* _Problem details_
Your answer consists of the lines in the data that contain "biggest". Copy each of them.

Records excerpted from a collection:
────────────────
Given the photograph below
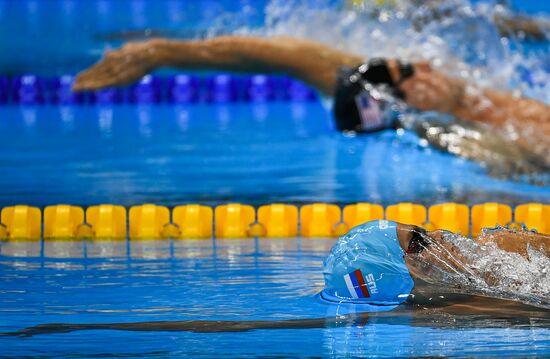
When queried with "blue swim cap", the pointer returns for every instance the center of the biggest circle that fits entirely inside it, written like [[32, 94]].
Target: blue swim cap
[[366, 266]]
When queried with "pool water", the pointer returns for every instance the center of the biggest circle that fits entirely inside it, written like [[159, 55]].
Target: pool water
[[212, 153], [268, 279], [208, 153]]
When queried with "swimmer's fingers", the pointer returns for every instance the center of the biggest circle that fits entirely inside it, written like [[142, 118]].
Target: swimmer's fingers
[[120, 67]]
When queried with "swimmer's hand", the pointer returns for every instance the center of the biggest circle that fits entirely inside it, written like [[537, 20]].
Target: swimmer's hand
[[119, 67]]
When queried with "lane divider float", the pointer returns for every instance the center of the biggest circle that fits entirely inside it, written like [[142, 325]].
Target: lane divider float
[[235, 220]]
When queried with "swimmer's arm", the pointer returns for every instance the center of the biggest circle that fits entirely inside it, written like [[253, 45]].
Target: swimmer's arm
[[517, 241], [431, 90], [312, 62], [316, 64]]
────────────────
* _Answer to this problem_
When queried with "blue swim cap", the pointer returns for every instance the center of the biggest circle that fits entirely inside it, written like [[32, 94]].
When queried with "pool water", the pointer returns for every instance the center of the biggest circle that fits entirely inside it, written like [[159, 55]].
When queried with "swimmer's fingers", the pointer returns for every instance the center of the biggest circle that fits entirely inside it, written like [[142, 118]].
When queried with "swimmer's hand", the pointer returns for every instance the center of the biggest circle that fits entirely inside it, written like [[537, 20]].
When queried with "lane divider float", the pointer returns for every instance the center of the biggest circle that fits entirely inside it, written like [[142, 325]].
When queried with "swimmer's arm", the pointer returns for every instance the center of the biggest circle that fits entirely inside it, written like [[253, 45]].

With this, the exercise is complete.